- _To do_
Copy the records exactly. Every line must match.

(Stored data entries)
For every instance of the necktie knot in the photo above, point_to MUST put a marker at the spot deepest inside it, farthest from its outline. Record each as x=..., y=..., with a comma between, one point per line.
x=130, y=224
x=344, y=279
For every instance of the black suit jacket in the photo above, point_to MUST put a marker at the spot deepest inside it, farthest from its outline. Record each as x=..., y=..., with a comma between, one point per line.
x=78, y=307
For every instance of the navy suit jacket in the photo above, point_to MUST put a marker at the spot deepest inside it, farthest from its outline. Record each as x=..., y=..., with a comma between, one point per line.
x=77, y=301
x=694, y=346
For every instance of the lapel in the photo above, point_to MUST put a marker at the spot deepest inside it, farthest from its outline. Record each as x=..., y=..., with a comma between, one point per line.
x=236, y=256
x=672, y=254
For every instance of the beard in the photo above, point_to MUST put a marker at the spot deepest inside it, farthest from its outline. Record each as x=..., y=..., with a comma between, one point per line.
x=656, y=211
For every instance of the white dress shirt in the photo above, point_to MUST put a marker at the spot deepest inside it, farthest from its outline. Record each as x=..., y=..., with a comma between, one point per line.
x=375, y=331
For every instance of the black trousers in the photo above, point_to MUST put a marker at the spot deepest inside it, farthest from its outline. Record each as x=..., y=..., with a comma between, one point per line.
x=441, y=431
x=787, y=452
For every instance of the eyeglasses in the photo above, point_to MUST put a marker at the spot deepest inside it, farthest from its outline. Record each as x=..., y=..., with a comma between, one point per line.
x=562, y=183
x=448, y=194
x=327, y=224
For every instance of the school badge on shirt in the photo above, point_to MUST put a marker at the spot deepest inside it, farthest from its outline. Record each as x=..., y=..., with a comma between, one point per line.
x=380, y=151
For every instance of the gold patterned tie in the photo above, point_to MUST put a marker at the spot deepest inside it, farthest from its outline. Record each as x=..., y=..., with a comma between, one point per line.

- _Response_
For every instance of the necktie knot in the photo above, point_to MUST put a marker at the spot deepest inside it, farthest from its outline. Record each as x=..., y=..., with a comma between, one point per line.
x=130, y=224
x=344, y=279
For every instance of the black suit jacket in the photo above, point_to MUST put a marker at the spot deepest inside it, farthest from its outline. Record each as x=..., y=..., with a comma between, one point per line.
x=78, y=307
For every instance of the navy suit jacket in the photo above, point_to MUST put a marker at the spot deepest inside it, farthest from its outline. Record each as x=..., y=..., with a comma between, one point per line.
x=77, y=301
x=694, y=346
For every instance of the lapel in the photo above, point_to MUST put a marker at the spot deepest inside it, farthest from its outline. Record each as x=..., y=..., with a comma between, one point per line.
x=236, y=256
x=672, y=254
For every instance of the beard in the photo above, point_to MUST put a marker at the spot deepest inside it, farthest from its outline. Record each as x=..., y=..., with a comma between, one point per line.
x=656, y=211
For every instance of the white dress shirt in the photo above, point_to MUST put a marker at the spot deepest inside it, farthest from its outline. Record each as x=..., y=..., with a comma between, one point per line.
x=375, y=331
For every instance of the black trousers in the photo above, point_to MUST put a marker at the spot deepest inside it, farthest from its outline. Record each as x=..., y=..., with a comma between, one point per line.
x=441, y=431
x=787, y=452
For every instance of the eyeglasses in the photo above, point_to MUST put a marker at the spot deepest inside it, farthest from its outline. Record each as x=..., y=..., with a comma between, one point per line.
x=562, y=183
x=448, y=194
x=327, y=224
For every instance of the school badge on shirt in the photo above, point_to MUST put a marker at the spot deepest inside it, farthest from its outline. Record each as x=..., y=..., with a comma between, one point per line.
x=380, y=151
For every instance of the gold patterned tie in the photo above, point_to MUST put a marker at the spot deepest inside it, farthest from its outline. Record each as x=..., y=..., with a comma between, one point per line.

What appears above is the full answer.